EXCERPT TO READ:

Being queer or Jewish or both does not come with a pass to carry out systematic oppression, violence and dispossession against another group of people. Israel's partial and uneven acceptance of (some) LGBTQ people does not justify its horrific and obscene treatment of all Palestinians--queer and straight.
WE CELEBRATE Pride every year in June to commemorate the Stonewall Rebellion of 1969 and the modern LGBTQ movement to which it gave birth. What most people probably don't know is that Stonewall took place in an era of radicalism, a time period when movements actively saw themselves in solidarity with liberation struggles taking place across the world against all systems of oppression, empire and occupation. The gay liberation movement of the '60s and '70s was no different.
Gay liberationists understood that sexual and gender freedom were impossible without confronting and dismantling the interlocking systems of exploitation and oppression that grind down and suffocate all of us--LGBTQ and straight. This meant then, as it does today, that solidarity and a willingness to confront all forms of oppression queer people experience--Palestinians included--need to be central to our movement.
The U.S. funds Israel to the tune of $3 billion a year, making it one of the largest recipients of U.S. foreign aid. As people in the U.S., not only do we have a particular responsibility to speak out against Israel's crimes, but if we are organized and effective enough, we also hold the potential power to bring them to a halt by cutting off U.S. funding.

GIVEN INFORMATION:
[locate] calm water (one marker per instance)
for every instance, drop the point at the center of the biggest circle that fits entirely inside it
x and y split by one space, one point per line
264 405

SHORT PROBLEM A: Translate this sentence from the Stonewall excerpt into Spanish: "The gay liberation movement of the '60s and '70s was no different."
SHORT PROBLEM B: According to the Stonewall excerpt, how much money does the U.S. give Israel each year?
SHORT PROBLEM C: Quote the Stonewall excerpt from "Gay liberationists understood" up to and including "to our movement.".

FINAL RESULT A: El movimiento de liberación gay de los años sesenta y setenta no fue diferente.

FINAL RESULT B: $3 billion a year.

FINAL RESULT C:
Gay liberationists understood that sexual and gender freedom were impossible without confronting and dismantling the interlocking systems of exploitation and oppression that grind down and suffocate all of us--LGBTQ and straight. This meant then, as it does today, that solidarity and a willingness to confront all forms of oppression queer people experience--Palestinians included--need to be central to our movement.